Your goal ->
Edit the lines from the one containing "# point at: green" through the one containing "x=326, y=172", inclusive, so that "bare earth" replaces "dirt ground" and nothing else changes. Give back only those lines.

Supplied data ->
____________________
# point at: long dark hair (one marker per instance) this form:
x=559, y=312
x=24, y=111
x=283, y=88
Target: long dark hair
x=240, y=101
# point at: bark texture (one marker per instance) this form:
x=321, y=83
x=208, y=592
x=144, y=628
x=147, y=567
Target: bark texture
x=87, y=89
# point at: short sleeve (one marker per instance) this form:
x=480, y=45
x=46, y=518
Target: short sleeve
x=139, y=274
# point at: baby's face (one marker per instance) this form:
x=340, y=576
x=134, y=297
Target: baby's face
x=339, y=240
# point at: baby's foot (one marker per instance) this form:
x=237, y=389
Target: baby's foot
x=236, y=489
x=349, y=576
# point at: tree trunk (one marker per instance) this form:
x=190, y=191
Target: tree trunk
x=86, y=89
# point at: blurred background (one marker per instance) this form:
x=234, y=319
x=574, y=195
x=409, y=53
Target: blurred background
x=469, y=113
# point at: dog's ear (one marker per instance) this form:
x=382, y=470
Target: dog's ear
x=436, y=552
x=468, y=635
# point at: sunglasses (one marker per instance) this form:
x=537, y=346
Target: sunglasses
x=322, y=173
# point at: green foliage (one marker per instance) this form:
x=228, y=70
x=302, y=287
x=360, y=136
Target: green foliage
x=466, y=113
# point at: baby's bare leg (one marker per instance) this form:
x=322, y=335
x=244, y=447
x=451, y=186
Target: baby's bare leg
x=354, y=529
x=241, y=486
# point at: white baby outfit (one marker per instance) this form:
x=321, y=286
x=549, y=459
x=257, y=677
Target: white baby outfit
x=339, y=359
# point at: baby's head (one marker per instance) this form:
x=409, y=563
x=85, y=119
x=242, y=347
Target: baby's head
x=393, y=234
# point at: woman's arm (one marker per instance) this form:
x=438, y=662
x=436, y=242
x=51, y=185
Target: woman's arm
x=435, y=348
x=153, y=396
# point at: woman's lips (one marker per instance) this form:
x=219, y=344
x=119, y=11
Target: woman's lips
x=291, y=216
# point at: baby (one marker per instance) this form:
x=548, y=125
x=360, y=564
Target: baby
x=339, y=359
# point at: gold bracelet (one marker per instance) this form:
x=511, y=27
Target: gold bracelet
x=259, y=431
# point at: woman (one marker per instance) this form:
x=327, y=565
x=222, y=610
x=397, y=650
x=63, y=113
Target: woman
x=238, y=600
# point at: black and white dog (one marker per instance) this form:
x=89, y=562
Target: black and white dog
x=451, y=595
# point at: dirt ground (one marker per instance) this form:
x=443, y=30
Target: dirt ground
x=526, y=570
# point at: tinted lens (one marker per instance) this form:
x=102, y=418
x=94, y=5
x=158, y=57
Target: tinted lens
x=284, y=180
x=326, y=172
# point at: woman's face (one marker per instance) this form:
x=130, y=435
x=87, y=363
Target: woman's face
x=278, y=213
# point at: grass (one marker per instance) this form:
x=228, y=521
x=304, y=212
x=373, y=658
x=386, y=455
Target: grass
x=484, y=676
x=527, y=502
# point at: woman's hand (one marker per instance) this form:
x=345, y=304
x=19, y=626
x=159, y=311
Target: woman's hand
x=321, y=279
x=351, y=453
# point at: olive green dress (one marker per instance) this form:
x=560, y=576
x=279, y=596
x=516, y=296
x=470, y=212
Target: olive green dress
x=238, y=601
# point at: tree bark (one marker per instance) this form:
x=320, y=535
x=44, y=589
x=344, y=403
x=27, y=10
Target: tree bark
____________________
Problem solution ->
# point at: green foliage (one marker per instance) this form:
x=228, y=70
x=302, y=287
x=360, y=136
Target: green foliage
x=466, y=113
# point at: baby's bare leg (one marker per instance) this form:
x=322, y=335
x=244, y=447
x=451, y=186
Target: baby's bare leg
x=354, y=529
x=241, y=486
# point at: white baby outfit (one marker per instance) this form:
x=321, y=286
x=549, y=459
x=257, y=677
Target: white baby outfit
x=339, y=359
# point at: baby's head (one marker per instance) this form:
x=409, y=563
x=85, y=119
x=242, y=347
Target: baby's head
x=393, y=234
# point at: woman's arm (one marker per instance) this form:
x=438, y=662
x=436, y=242
x=51, y=185
Target: woman's arm
x=435, y=348
x=153, y=396
# point at: woman's lips (one marker per instance) this form:
x=219, y=344
x=119, y=11
Target: woman's lips
x=291, y=216
# point at: baby (one marker per instance) this form:
x=548, y=125
x=360, y=564
Target: baby
x=339, y=359
# point at: gold bracelet (one marker per instance) this form:
x=511, y=27
Target: gold bracelet
x=259, y=431
# point at: woman (one marker per instance) this form:
x=327, y=565
x=222, y=610
x=397, y=650
x=63, y=113
Target: woman
x=238, y=600
# point at: black and white dog (one marker per instance) this form:
x=89, y=562
Target: black and white dog
x=451, y=595
# point at: bare earth (one marker per instance) this form:
x=443, y=30
Target: bare earth
x=526, y=570
# point at: tinted lens (one marker per instance) this form:
x=102, y=418
x=94, y=5
x=158, y=57
Target: tinted lens
x=284, y=180
x=326, y=172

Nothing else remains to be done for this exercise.